=== DOCUMENT SEGMENT ===
-------------------------

Water better used, poverty eradicated, services improved

During the late 1980s, the Hami River, the main waterway in the east of the Xinjiang Uygur autonomous region, nearly dried up.

However, in recent years, wild birds such as egrets have been seen feeding and resting along the Hami, which is known as the "Mother River" of Hami prefecture. The birds have become a scenic attraction in the area.

Since 1998, the authorities in the prefecture have supplied water to the river to improve the environment. In 2019, the Hami River Ecological Restoration Project was launched by the authorities, who also established the Hami River National Wetland Park.

Song Zhanshi, director of the management office at the wetland park, said that by renovating more than 10,000 shantytowns near the river, preserving the original water system and adding plants, the greening rate along the waterway has risen from 18 percent to 78 percent.

The park, which stretches for about 42 kilometers north to south, is some 400 meters wide. It features pavilions by the riverside against a backdrop of gently flowing water, flowers, grass and old trees.

Abdu Kader, 84, who lives in Hami's Yizhou district, said, "It is beautiful here, and I feel very happy walking in the area every day."

-------------------------

=== Stored records ===
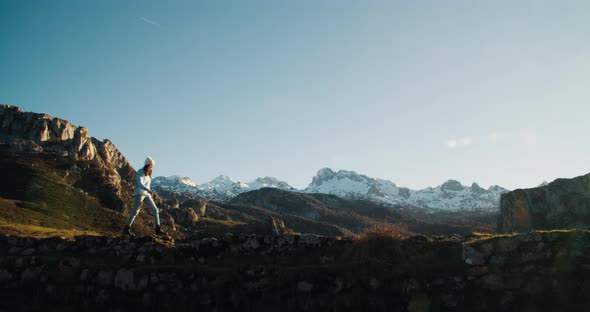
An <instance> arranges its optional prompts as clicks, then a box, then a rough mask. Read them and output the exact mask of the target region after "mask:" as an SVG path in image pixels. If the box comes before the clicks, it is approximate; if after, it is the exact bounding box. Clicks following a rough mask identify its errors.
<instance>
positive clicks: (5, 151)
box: [0, 105, 135, 211]
mask: <svg viewBox="0 0 590 312" xmlns="http://www.w3.org/2000/svg"><path fill="white" fill-rule="evenodd" d="M0 151H1V152H3V153H5V154H10V153H12V154H13V155H14V157H22V156H23V155H24V156H29V157H36V156H38V155H40V154H44V155H54V156H57V157H64V158H68V159H71V160H72V162H71V166H70V168H67V169H66V172H67V174H68V175H69V174H70V173H71V174H72V177H73V176H76V177H77V178H75V179H74V178H72V184H73V186H75V187H77V188H80V189H82V190H84V191H86V192H88V193H90V194H92V195H94V196H96V197H97V198H99V199H100V201H101V203H102V204H103V205H105V206H106V207H108V208H111V209H114V210H117V211H125V210H126V209H129V208H130V207H129V206H130V201H131V198H132V197H131V196H132V183H133V179H134V178H135V170H134V169H133V167H132V166H131V165H130V164H129V162H128V161H127V159H126V158H125V157H124V156H123V155H122V154H121V152H120V151H119V150H117V148H116V147H115V145H114V144H113V143H112V142H111V141H109V140H104V141H100V140H98V139H96V138H93V137H91V136H90V134H89V132H88V129H87V128H85V127H76V126H74V125H73V124H71V123H70V122H68V121H67V120H63V119H60V118H57V117H51V116H49V115H47V114H38V113H29V112H23V111H22V110H21V109H20V108H18V107H16V106H11V105H0Z"/></svg>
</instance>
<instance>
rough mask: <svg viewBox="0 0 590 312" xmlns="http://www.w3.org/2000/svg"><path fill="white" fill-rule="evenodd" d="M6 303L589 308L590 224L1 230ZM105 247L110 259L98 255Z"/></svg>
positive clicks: (392, 306)
mask: <svg viewBox="0 0 590 312" xmlns="http://www.w3.org/2000/svg"><path fill="white" fill-rule="evenodd" d="M0 248H1V249H2V250H4V251H5V252H4V253H2V254H0V289H1V290H2V291H0V302H1V305H2V308H3V309H6V310H40V309H50V310H64V309H68V310H91V311H94V310H97V311H98V310H100V311H124V310H129V309H138V308H141V309H148V310H154V311H161V310H175V311H194V310H195V309H202V310H204V311H245V310H246V311H277V310H283V311H555V310H556V309H559V310H563V311H583V310H585V309H586V307H587V306H588V304H590V299H589V298H588V296H586V294H587V293H588V291H590V268H589V267H588V265H587V263H588V257H589V256H588V255H589V254H590V233H589V232H586V231H569V232H565V231H560V232H533V233H527V234H521V235H511V236H503V237H502V236H500V237H491V238H474V239H471V240H466V239H463V238H460V237H439V238H429V237H424V236H415V237H410V238H408V239H406V240H390V239H386V238H382V239H376V240H369V241H365V240H347V239H340V238H326V237H322V236H317V235H280V236H257V235H231V234H227V235H224V236H222V237H218V238H212V237H209V238H204V239H198V240H197V239H193V240H184V241H172V240H159V239H154V238H151V237H143V238H135V239H132V238H114V237H90V236H83V237H75V238H74V239H60V238H51V239H44V240H34V239H30V238H18V237H0ZM96 259H101V261H96Z"/></svg>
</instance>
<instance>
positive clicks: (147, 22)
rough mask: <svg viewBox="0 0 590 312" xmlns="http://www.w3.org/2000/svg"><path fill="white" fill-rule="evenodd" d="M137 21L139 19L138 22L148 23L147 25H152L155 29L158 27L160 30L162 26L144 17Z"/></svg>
mask: <svg viewBox="0 0 590 312" xmlns="http://www.w3.org/2000/svg"><path fill="white" fill-rule="evenodd" d="M139 19H140V20H142V21H144V22H146V23H149V24H152V25H154V26H157V27H160V28H162V25H160V24H158V23H156V22H154V21H152V20H151V19H149V18H147V17H145V16H142V17H140V18H139Z"/></svg>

-------------------------

=== INSTRUCTIONS ===
a. According to the Hami River text above, in what year did the authorities launch the Hami River Ecological Restoration Project?
b. Reproduce a passage from the Hami River text above, beginning at the words "During the late" and stopping after "National Wetland Park.", and substitute "herons" for "egrets".

=== TASK RESPONSES ===
a. 2019

b.
During the late 1980s, the Hami River, the main waterway in the east of the Xinjiang Uygur autonomous region, nearly dried up.

However, in recent years, wild birds such as herons have been seen feeding and resting along the Hami, which is known as the "Mother River" of Hami prefecture. The birds have become a scenic attraction in the area.

Since 1998, the authorities in the prefecture have supplied water to the river to improve the environment. In 2019, the Hami River Ecological Restoration Project was launched by the authorities, who also established the Hami River National Wetland Park.